Stated goal = Pick out every line of the items below that contains the string "beach", matching case exactly, and copy each of those lines.

Coordinate annotation entries =
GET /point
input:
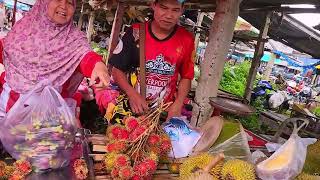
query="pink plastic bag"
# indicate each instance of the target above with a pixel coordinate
(40, 128)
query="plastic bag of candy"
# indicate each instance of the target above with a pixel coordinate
(40, 128)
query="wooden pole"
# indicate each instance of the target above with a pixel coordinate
(220, 37)
(14, 12)
(270, 64)
(90, 26)
(199, 22)
(257, 57)
(116, 28)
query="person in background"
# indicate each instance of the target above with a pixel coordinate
(45, 45)
(169, 51)
(2, 17)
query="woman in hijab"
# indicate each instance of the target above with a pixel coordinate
(45, 44)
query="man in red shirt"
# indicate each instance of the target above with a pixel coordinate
(169, 52)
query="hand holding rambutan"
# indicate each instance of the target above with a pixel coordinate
(117, 132)
(136, 133)
(141, 169)
(126, 172)
(151, 164)
(131, 123)
(154, 140)
(121, 160)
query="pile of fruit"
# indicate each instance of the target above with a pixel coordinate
(135, 147)
(18, 171)
(230, 169)
(45, 143)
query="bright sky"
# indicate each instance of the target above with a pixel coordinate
(309, 19)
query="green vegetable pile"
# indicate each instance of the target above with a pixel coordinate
(235, 77)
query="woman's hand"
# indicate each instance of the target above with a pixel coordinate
(100, 77)
(137, 103)
(174, 110)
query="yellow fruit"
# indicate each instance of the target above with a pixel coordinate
(304, 176)
(173, 168)
(9, 171)
(238, 170)
(109, 161)
(200, 161)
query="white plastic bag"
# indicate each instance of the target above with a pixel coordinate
(183, 137)
(287, 162)
(40, 128)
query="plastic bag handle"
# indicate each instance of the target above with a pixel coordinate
(21, 101)
(296, 129)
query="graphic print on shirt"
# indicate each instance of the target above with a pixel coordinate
(158, 75)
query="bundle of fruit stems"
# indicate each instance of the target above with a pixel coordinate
(152, 121)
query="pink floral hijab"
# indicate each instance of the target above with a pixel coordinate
(37, 49)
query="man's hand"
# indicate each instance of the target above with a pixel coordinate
(137, 103)
(174, 110)
(100, 72)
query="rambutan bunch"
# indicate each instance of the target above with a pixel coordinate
(109, 161)
(131, 123)
(136, 133)
(23, 167)
(117, 132)
(126, 172)
(116, 146)
(145, 168)
(154, 140)
(2, 168)
(122, 160)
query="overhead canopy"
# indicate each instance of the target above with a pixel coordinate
(284, 28)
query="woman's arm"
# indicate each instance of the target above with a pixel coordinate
(88, 63)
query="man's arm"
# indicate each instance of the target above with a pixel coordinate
(137, 103)
(187, 74)
(183, 90)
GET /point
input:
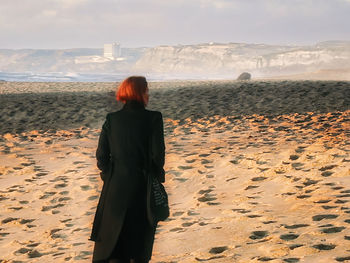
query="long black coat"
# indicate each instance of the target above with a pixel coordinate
(120, 225)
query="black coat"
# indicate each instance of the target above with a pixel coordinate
(120, 226)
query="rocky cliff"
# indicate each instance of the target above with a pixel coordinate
(210, 60)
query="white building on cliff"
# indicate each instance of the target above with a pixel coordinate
(112, 51)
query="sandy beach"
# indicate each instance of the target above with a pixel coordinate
(256, 171)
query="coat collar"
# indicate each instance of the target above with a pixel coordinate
(133, 105)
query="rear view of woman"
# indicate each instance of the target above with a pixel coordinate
(128, 137)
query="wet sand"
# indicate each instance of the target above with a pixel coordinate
(256, 171)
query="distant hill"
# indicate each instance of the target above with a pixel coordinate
(208, 60)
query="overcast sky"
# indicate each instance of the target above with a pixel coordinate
(136, 23)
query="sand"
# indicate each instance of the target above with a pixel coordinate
(256, 171)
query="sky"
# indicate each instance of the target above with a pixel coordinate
(61, 24)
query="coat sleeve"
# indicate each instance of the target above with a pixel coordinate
(103, 150)
(158, 146)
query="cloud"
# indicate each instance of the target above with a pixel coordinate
(84, 23)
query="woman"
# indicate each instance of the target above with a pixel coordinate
(130, 140)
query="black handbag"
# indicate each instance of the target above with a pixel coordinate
(157, 197)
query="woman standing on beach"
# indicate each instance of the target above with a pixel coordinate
(120, 230)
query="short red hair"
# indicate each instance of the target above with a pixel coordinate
(132, 88)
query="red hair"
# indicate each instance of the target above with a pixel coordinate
(132, 88)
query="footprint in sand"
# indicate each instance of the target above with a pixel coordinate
(342, 259)
(324, 246)
(258, 234)
(218, 250)
(326, 216)
(332, 230)
(296, 226)
(288, 237)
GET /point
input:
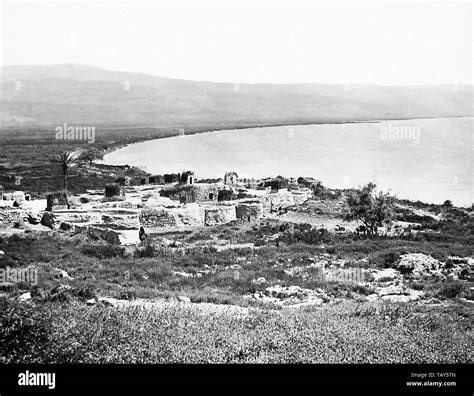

Expected output =
query="sandy beach"
query="woman standing on beach"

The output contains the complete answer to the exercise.